__OBJECTIVE__
Rewrite all the rows below, swapping "instance" for "occurrence" wherever it appears and leaving everything else as it is.

__Object pointing dataset rows__
[Start]
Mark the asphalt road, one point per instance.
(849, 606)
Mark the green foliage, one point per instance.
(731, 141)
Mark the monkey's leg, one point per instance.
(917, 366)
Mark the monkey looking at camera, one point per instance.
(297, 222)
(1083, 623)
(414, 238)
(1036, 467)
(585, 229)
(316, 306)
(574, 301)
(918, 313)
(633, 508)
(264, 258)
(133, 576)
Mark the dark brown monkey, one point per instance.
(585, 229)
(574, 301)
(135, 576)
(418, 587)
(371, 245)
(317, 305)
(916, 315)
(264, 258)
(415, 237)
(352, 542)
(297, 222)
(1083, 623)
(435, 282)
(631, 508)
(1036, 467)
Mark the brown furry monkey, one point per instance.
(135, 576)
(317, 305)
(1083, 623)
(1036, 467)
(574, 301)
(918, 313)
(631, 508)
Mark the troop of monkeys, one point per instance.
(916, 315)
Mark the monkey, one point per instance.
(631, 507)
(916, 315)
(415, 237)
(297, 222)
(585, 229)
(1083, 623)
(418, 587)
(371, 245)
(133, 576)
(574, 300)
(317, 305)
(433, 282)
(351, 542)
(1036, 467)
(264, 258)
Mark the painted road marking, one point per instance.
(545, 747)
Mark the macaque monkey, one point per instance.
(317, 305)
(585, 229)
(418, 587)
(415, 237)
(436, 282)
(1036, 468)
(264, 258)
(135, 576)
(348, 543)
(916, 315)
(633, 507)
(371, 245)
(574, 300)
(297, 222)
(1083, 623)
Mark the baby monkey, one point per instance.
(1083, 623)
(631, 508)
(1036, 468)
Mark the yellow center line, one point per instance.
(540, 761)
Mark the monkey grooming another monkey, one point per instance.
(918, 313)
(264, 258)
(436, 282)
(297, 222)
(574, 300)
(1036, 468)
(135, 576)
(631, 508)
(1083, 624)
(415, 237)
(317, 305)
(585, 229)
[End]
__THE RESULT__
Mark the asphalt road, one point per occurrence.
(849, 606)
Mark the green foliage, one point per occurrence.
(731, 141)
Mark the monkey's leg, one point per occurrence.
(917, 366)
Mark the monkey looking at camera, one point per occurrence.
(297, 222)
(1083, 623)
(414, 238)
(1036, 467)
(585, 229)
(316, 306)
(574, 301)
(918, 313)
(633, 508)
(264, 258)
(133, 576)
Mark the dark brown monkey, one point per occurrence.
(585, 229)
(574, 301)
(135, 576)
(418, 587)
(371, 245)
(317, 305)
(916, 315)
(264, 258)
(415, 237)
(352, 542)
(297, 222)
(1083, 623)
(435, 282)
(631, 508)
(1036, 467)
Mark the brown furry monkey, one point per occurrence.
(135, 576)
(317, 305)
(1083, 623)
(1036, 467)
(574, 301)
(918, 313)
(631, 508)
Mark the troop of monkeys, one point per occurrence.
(916, 315)
Mark the monkey, one point per occurrence.
(631, 507)
(916, 315)
(415, 237)
(297, 222)
(585, 229)
(1083, 623)
(418, 587)
(371, 245)
(133, 576)
(574, 300)
(317, 305)
(433, 282)
(351, 542)
(1036, 467)
(264, 258)
Mark the painted road marking, one point per occurrence.
(545, 747)
Mark the macaque monkey, one point per occurrence.
(317, 305)
(585, 229)
(418, 587)
(415, 237)
(436, 282)
(1036, 468)
(264, 258)
(135, 576)
(348, 543)
(916, 315)
(633, 507)
(371, 245)
(574, 300)
(297, 222)
(1083, 623)
Mark the baby monkey, one point per occurrence.
(1083, 623)
(631, 508)
(1036, 468)
Mark the yellow center line, one point per occurrence.
(540, 761)
Mark the monkey grooming another monkey, one point per occurrence.
(918, 313)
(264, 258)
(436, 282)
(297, 222)
(574, 300)
(1036, 468)
(135, 576)
(631, 508)
(1083, 624)
(415, 237)
(317, 305)
(585, 229)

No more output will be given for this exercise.